[Source passage]
Doing Fantasy properly

This means as unlike D&D as I can manage.

Playing Baldur's Gate II (computer game) and Pakh Pakh (Brian, Pix and Andy's tabletop game), as well as reading the new Harry Potter, has given me the urge to run Fantasy. I'm not at the touting for players point at the moment, but there are already a few points that I'm clear on.

This isn't hack'n'slash

I think the main one is this: that much in the way of computer or tabletop fantasy roleplaying is amazingly unlike the fantasy literature. Part of this is down to party numbers - it's rare that you'll read a fantasy novel with more than 3 main good guys. Part of it is down to early D&D. Maybe it's just the style of fantasy that I read, but I have never read a book which involved a dungeon crawl.

SF is sometimes abbreviated Speculative Fiction so to encompass historical fantasy, science fiction and Lord of the Rings style fantasy, because all of these types of literature share a common aspect. Fantasy, to me, is What If fiction - what happens if we take a pre-modern civilisation (if you take a modern or futuristic civilisation, i.e. one with bleepy shiny things, it's science fiction), and add something weird? These additions are mostly non-human races (Tolkien), ancient magical creatures and prophecies (Terry Goodkind), powerful but costly magics passed down through noble bloodlines (Robin Hobb), or excuses to make things even more epic and bitter (George R R Martin - why kill off the hero's entire family and then restrain from resurrecting one of them as a walking corpse?).

In the Earthsea books, Ursula Le Guin conjures up a completely different world by dint of only two changes: 1) both petty and high magic; and 2) land mass size. You've got a completely different geopolitical dynamic when the biggest land mass is only a few hundred miles long, and all the rest of the land is split across hundreds of small islands.

I did something like this in In Nomine, when I had the players (angels) travel to an alternate world where Adam and Eve never ate of the fruit of the Tree of Knowledge, and, therefore, a) the Fall never happened, and b) humans did not know good and evil. It took me ages to work out all the ramifications of that single change, but once I was ready, and sprung it on the players, the effects were spectacular. This, I would say, was Fantasy in all but name.

Note: most of these changes do not require every single character to have to know how to use a weapon, or expect to use it regularly.

So how do we run it, then?

[Material]
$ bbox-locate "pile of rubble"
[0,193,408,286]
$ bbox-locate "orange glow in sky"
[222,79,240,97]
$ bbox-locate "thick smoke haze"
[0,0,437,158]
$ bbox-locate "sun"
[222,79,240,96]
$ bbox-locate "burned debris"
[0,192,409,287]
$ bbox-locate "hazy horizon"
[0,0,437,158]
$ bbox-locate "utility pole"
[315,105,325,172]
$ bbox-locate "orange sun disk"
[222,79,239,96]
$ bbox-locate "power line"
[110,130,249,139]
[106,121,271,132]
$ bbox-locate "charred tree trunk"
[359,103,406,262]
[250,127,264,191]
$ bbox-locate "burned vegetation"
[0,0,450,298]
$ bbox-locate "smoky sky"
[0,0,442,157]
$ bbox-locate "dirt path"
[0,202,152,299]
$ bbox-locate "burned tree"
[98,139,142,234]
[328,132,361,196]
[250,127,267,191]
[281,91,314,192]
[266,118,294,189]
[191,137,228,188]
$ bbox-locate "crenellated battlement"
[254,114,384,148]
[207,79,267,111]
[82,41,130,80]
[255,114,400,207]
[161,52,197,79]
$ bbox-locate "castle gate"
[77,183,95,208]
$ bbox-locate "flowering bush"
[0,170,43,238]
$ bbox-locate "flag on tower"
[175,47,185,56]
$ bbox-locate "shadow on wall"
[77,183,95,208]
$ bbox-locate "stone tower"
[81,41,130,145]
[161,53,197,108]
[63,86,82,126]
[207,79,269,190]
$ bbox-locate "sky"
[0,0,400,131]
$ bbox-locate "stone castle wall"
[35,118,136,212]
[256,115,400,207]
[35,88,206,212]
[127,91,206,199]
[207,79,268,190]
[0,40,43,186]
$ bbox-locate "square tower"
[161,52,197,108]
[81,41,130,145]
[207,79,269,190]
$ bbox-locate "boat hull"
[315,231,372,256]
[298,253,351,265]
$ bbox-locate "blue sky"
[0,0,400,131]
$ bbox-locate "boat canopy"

[Aim of the task]
According to the essay on running fantasy games, which two changes does Ursula Le Guin use to create the world of the Earthsea books?

[Exercise answer]
Both petty and high magic, and land mass size.